### Goal:
Each entry below must be repeated word for word.

### Input data:
-*-

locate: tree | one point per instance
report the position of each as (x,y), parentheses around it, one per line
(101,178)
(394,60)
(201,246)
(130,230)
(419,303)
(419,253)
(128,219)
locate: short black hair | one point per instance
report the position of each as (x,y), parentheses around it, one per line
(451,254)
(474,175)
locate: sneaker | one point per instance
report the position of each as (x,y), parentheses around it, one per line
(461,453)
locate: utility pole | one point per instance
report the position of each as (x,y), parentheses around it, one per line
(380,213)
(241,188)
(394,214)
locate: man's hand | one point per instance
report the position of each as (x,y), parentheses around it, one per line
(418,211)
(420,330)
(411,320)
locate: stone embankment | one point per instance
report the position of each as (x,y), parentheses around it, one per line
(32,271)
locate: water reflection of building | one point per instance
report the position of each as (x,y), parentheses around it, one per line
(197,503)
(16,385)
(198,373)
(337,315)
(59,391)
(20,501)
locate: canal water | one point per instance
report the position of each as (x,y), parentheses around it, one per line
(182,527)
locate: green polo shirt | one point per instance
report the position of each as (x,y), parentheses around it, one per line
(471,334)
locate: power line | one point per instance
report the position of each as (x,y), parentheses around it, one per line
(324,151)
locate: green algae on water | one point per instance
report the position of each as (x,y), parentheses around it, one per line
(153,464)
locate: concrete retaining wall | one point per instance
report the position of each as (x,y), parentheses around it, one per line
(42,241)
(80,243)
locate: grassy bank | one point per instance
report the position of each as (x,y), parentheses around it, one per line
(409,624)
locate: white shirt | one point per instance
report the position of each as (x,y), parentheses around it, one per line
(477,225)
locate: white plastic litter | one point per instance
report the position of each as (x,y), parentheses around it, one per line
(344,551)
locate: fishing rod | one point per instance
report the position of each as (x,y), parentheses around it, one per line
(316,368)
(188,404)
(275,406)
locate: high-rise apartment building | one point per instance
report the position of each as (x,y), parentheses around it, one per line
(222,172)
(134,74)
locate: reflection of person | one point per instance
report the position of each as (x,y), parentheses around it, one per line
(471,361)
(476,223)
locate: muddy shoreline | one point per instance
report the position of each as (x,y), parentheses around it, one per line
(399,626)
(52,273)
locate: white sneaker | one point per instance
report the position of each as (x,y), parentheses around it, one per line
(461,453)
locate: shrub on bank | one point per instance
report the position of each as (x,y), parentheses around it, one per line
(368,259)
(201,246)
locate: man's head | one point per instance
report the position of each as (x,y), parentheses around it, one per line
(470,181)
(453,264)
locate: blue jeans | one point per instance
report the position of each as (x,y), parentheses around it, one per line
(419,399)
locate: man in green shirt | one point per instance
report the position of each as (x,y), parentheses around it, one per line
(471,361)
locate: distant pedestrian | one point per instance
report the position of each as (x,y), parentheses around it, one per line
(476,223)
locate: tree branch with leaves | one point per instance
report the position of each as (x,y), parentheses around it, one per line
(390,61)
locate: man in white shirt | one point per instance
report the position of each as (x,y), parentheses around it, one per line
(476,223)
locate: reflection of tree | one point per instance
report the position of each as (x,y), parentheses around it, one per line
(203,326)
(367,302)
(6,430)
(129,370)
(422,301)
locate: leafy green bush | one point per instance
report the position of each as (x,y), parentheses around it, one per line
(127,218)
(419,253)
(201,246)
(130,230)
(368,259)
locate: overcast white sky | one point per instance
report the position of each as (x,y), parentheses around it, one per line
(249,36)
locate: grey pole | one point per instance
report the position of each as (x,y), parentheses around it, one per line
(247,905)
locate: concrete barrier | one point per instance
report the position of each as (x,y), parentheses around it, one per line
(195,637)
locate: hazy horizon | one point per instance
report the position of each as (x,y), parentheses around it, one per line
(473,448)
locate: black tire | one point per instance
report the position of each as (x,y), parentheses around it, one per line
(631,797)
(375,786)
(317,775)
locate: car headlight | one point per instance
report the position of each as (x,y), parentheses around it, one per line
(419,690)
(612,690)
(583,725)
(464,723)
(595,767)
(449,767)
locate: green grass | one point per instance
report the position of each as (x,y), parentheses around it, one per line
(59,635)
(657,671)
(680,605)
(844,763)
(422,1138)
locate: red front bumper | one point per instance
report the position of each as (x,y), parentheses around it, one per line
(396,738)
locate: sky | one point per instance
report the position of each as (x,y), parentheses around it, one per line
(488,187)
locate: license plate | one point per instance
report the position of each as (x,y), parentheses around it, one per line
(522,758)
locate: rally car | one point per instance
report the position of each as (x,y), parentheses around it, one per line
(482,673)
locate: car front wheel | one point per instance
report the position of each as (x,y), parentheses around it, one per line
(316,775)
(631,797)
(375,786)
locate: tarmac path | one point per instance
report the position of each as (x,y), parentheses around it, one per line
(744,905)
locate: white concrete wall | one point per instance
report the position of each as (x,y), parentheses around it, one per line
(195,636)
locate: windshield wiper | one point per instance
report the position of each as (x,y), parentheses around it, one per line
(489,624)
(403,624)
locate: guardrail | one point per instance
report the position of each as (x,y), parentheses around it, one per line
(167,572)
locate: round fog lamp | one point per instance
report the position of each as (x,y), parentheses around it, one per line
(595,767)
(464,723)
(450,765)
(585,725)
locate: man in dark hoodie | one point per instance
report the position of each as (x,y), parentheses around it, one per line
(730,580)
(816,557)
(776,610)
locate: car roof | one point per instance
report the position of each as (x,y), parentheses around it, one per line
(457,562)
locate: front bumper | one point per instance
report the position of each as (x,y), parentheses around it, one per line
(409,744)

-*-

### Response to this task:
locate: tree | one point per instance
report the position of each as (x,y), parentheses around it, one per line
(101,178)
(394,60)
(201,246)
(130,230)
(419,303)
(419,253)
(128,219)
locate: short black hair | one point per instance
report the position of each as (x,y), parentheses around it, one per line
(451,254)
(474,175)
locate: sneaker | one point per instance
report the position of each as (x,y), parentheses around it, one per line
(461,453)
locate: utility pole | one point per instance
report the position of each as (x,y), parentheses around it, one per line
(380,213)
(241,188)
(394,214)
locate: man's hand | one point per instance
report the position of each as (x,y), parentheses around it, one per line
(418,211)
(420,330)
(411,320)
locate: stone embankment | one point per instance
report the position of each as (x,y), parentheses around it, one per line
(32,271)
locate: water reflection of building | one point per instance
report the position of each as (x,y), parentheses around it, one per line
(197,503)
(16,385)
(198,373)
(337,315)
(59,391)
(20,501)
locate: canal water | one point per instance
report the position of each as (x,y), parentheses around it, one per line
(182,527)
locate: green polo shirt | one point per instance
report the position of each as (x,y), parentheses around it, one per line
(471,334)
locate: power line | one point per instance
report the position of each as (x,y), parentheses around it, one per line
(324,151)
locate: green algae on water | one point per instance
report the position of each as (x,y), parentheses around it, one per line
(153,464)
locate: concrete retaining wall | one point per instance
report the position of each as (x,y), parentheses around it, one per line
(42,241)
(80,243)
locate: grassy bank | one point per instance
report the position of each as (x,y), parentheses around it, one per line
(409,624)
locate: white shirt | one point per instance
report the position of each as (x,y), parentheses around it, one per line
(477,225)
locate: white plastic litter | one point per instance
report the position of each as (x,y), parentheses around it, one per line
(344,551)
locate: fishing rod | one point per instance
report the position of each as (x,y), parentheses around it, one per line
(316,368)
(188,404)
(275,406)
locate: high-rise apartment building | one point per instance
report the position of each as (x,y), parentheses around it, one per line
(222,172)
(134,74)
locate: reflection of person | one point per instance
report the position of each as (x,y), parentheses around it, one per line
(471,361)
(476,223)
locate: muddy shoreline | one point per instance
report the position of each as (x,y), parentheses around it, one per line
(399,626)
(52,273)
locate: white sneaker | one point per instance
report the position of each as (x,y), parentheses around it, one per line
(461,453)
locate: shrub on bank | one point per instance
report the position of each as (x,y), parentheses around it, one per line
(368,259)
(201,246)
locate: man's head | one point per instance
report the position of each as (x,y), parentheses around it, one per line
(470,181)
(453,264)
locate: blue jeans | one point per instance
report the position of each as (x,y), parentheses around it, one per line
(419,399)
locate: man in green shirt | one point per instance
report the position of each as (x,y), parentheses around it, one per line
(471,361)
locate: distant pedestrian | one point per instance
report the position of each as (x,y), parentheses around it, one per line
(476,223)
locate: tree branch with leaves | one point per instance
report the position of each as (x,y), parentheses around it, one per line
(390,61)
locate: man in white shirt | one point per instance
report the position of each as (x,y), parentheses around it, one per line
(476,223)
locate: reflection of tree | one point per instance
report the position of each as (x,y), parentheses around it, one per line
(203,326)
(367,302)
(6,430)
(129,370)
(422,301)
locate: leafy green bush | one point per instance
report the position of each as (x,y), parentheses around it, one per line
(127,218)
(419,253)
(201,246)
(130,230)
(368,259)
locate: overcast white sky | one point per instance
report the position of each as (x,y), parentheses around it, one per line
(249,36)
locate: grey pole | one point per instance
report the position of each as (x,y), parentheses around it, one per line
(247,905)
locate: concrete barrier | one point per instance
report the position of each as (x,y), parentheses around it, one per line
(195,637)
locate: hazy horizon | one point per instance
report the position of each as (x,y), parentheses around it, one per line
(473,448)
locate: black tire | one point per instance
report the position of each as (x,y), parentheses around it, one per line
(631,797)
(375,786)
(317,775)
locate: car headlight | one point per instance
report the position of each as (x,y), parentheses around it, one per line
(419,690)
(612,690)
(583,725)
(464,723)
(595,767)
(449,767)
locate: green grass | one point per instance
report the position of each as (x,y), parentheses around it, one per line
(59,635)
(657,671)
(680,605)
(844,763)
(422,1138)
locate: red front bumper | one point per instance
report the position of each as (x,y), parentheses around it, one per line
(396,738)
locate: sky | one point per instance
report the position of each as (x,y), parentheses around it, one per line
(488,187)
locate: license plate | one point per instance
report the position of each as (x,y), parentheses around it, one per line
(522,758)
locate: rally car | one point per instance
report the position of each as (x,y), parentheses around it, one per line
(482,673)
locate: car front wheel | one point per instance
report the position of each as (x,y), parentheses around it, one per line
(316,775)
(631,797)
(375,786)
locate: tarmac path | one point per instance
report the position of each as (x,y), parentheses around it, one per line
(744,905)
locate: white concrete wall | one point per instance
report the position of each as (x,y), parentheses around it, one per line
(195,636)
locate: windshield wiper | one point per instance
report the position of each as (x,y), parentheses around it, one per line
(489,624)
(403,624)
locate: guardrail | one point per instance
report the position of each as (x,y), parentheses around it, one per line
(167,572)
locate: round fog lamp | one point per instance
report the position of each as (x,y), parentheses around it, one per line
(595,767)
(464,723)
(450,765)
(585,725)
locate: man in dark hoodie | one point per instance
report the position of each as (x,y), parentheses around it, one per line
(730,580)
(816,557)
(776,610)
locate: car roof | one point per instance
report the position of each as (x,y), parentheses around it, one per line
(457,562)
locate: front bumper | one point per instance
report the position of each as (x,y), parentheses around it, one per line
(409,744)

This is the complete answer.